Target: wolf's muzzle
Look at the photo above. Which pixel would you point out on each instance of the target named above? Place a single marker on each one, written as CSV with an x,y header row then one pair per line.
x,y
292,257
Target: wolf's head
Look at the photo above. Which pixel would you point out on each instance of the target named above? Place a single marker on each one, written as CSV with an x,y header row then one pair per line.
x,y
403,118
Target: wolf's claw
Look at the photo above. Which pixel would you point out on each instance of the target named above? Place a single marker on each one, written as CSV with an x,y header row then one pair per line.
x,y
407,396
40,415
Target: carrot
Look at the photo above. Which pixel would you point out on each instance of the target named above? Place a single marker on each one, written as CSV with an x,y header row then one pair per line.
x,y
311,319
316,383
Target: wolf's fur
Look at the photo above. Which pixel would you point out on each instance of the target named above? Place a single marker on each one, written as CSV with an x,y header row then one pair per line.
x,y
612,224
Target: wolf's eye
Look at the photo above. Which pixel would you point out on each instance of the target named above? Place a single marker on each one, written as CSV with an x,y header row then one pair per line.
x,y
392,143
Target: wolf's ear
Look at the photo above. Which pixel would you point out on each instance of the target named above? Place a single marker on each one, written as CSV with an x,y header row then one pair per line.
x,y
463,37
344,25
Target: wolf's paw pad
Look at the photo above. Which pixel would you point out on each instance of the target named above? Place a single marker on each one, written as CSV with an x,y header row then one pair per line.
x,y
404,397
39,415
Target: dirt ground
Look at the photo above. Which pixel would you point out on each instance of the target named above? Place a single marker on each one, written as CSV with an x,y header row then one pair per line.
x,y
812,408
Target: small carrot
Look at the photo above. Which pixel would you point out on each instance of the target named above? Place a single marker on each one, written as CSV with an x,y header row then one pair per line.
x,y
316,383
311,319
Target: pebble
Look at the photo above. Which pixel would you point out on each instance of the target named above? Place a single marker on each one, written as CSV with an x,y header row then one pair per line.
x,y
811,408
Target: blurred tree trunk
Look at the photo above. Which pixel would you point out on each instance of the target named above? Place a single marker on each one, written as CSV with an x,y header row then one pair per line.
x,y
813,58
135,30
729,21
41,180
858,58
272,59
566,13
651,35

_ _ _

DIRECTIONS FOR THIS TASK: Put each line of the entries above into a JSON list of strings, one string per line, and omit any blank lines.

REPLY:
[
  "Target: wolf's muzzle",
  "Look at the photo above. Which pixel would you point out on each instance of the target named above? Place a single marker on each one, written as CSV with an x,y header row then one pair per line.",
  "x,y",
  "292,257",
  "Target: wolf's head",
  "Look at the photo above. Which pixel would you point out on each instance of the target named above? Place a single marker on each one, written as CSV with an x,y header row then one pair per line.",
  "x,y",
  "403,118",
  "Target: wolf's claw",
  "Look at the photo above. Which pixel would you point out on each instance of the target named above? Place a single marker on each one, written as CSV with an x,y header row then one pair per line.",
  "x,y",
  "407,396",
  "40,415",
  "Target: carrot",
  "Look at the photo above. Which pixel would you point out on each instance of the target named above? Place a single marker on each one, written as CSV with an x,y header row then one pair per line.",
  "x,y",
  "311,319",
  "316,383",
  "Target: wolf's fur",
  "Look at the photo above. Which pixel would you point out on each instance of the target named above? Place a single marker on each one, written as CSV with an x,y header row then one pair per line.",
  "x,y",
  "612,224",
  "Target: wolf's eye",
  "Look at the photo above. Which pixel would you point out on each instance of the target named above? Place a single marker on each one, written as CSV with an x,y header row then one pair per line.",
  "x,y",
  "392,143",
  "Target: wolf's ear",
  "Look at the photo above. Which pixel would you point out on each instance of the target named above? Place a single marker on each one, written as CSV with an x,y header row then one pair per line.",
  "x,y",
  "463,37",
  "344,25",
  "Target: wolf's paw pad",
  "Look at the photo above. Which pixel would you point out on each instance of the target named above? Place a single marker on each one, written as CSV with an x,y header row then one pair per line.",
  "x,y",
  "404,397",
  "39,415",
  "Target: dirt ground",
  "Look at the photo above. Which pixel would you point out on each instance of the target named above? Place a single marker on each one, written as CSV with an x,y header row then one pair per line.",
  "x,y",
  "812,408",
  "Target: small carrot",
  "Look at the photo above. Which pixel would you point out on each instance of the target named above? Place a single marker on each one, written as CSV with an x,y header row then one pair per line.",
  "x,y",
  "316,383",
  "311,319",
  "Target: pebble",
  "Look at the photo above. Which pixel would you point out on each instance of the target named above? Place a single marker on each one, written as CSV with an x,y header row then one pair per line.",
  "x,y",
  "811,408",
  "Target: blurred tree trunk",
  "Look at the photo above. Which pixel would you point out on each instance of the target named above? Place a single marker on each one, written as CSV with an x,y header row then one pair per line.",
  "x,y",
  "813,58",
  "135,30",
  "729,21",
  "41,180",
  "858,58",
  "272,59",
  "566,13",
  "651,35"
]